Your instructions => Could you filter the records below and keep only the lines with the word "rough"?

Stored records
== == ==
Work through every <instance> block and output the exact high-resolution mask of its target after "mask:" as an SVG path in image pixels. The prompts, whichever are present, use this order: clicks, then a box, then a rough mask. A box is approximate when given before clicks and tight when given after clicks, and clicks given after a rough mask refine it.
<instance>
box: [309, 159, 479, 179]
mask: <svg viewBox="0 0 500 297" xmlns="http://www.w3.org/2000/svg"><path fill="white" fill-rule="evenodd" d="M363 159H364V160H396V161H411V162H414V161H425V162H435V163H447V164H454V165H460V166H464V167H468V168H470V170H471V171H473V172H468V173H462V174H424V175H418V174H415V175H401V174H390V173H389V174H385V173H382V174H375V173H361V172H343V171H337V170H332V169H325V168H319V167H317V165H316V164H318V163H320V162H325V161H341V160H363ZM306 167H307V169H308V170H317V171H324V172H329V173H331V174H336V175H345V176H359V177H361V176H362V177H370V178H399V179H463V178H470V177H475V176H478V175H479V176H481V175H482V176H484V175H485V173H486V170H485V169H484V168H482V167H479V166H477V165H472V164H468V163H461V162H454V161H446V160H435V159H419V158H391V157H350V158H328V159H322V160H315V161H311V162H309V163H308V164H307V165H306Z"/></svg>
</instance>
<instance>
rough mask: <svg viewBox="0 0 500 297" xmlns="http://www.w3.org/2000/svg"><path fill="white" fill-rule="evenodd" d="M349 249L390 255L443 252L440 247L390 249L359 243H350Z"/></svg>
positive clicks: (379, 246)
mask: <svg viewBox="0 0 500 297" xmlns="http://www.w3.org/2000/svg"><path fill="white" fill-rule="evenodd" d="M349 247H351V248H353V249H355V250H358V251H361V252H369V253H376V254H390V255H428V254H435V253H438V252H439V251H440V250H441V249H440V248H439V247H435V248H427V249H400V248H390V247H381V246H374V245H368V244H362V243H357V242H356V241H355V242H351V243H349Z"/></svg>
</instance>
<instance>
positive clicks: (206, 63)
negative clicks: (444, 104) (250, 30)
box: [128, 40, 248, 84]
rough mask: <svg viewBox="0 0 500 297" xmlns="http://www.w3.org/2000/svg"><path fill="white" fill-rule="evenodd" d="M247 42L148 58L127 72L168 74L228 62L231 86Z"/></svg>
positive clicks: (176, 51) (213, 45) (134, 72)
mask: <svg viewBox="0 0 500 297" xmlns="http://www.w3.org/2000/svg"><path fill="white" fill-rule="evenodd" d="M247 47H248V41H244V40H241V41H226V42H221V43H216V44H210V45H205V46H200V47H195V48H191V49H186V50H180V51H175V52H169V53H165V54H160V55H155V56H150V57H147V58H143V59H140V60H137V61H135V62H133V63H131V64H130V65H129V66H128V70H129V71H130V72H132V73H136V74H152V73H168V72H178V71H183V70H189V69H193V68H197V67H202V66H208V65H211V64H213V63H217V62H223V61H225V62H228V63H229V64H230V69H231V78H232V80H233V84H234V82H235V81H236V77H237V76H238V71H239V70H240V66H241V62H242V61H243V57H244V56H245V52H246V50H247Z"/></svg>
== == ==
Answer to this problem =>
Work through every <instance> block and output the exact high-resolution mask of its target after "mask:" as an SVG path in image pixels. The prompts, whichever are present, use this order: clicks, then a box, then a rough mask. A box is approximate when given before clicks and tight when given after clicks, and clicks given after a rough mask refine it.
rough mask: <svg viewBox="0 0 500 297" xmlns="http://www.w3.org/2000/svg"><path fill="white" fill-rule="evenodd" d="M349 249L390 255L443 252L440 247L390 249L359 243H350Z"/></svg>
rough mask: <svg viewBox="0 0 500 297" xmlns="http://www.w3.org/2000/svg"><path fill="white" fill-rule="evenodd" d="M247 42L148 58L127 72L168 74L228 62L231 86Z"/></svg>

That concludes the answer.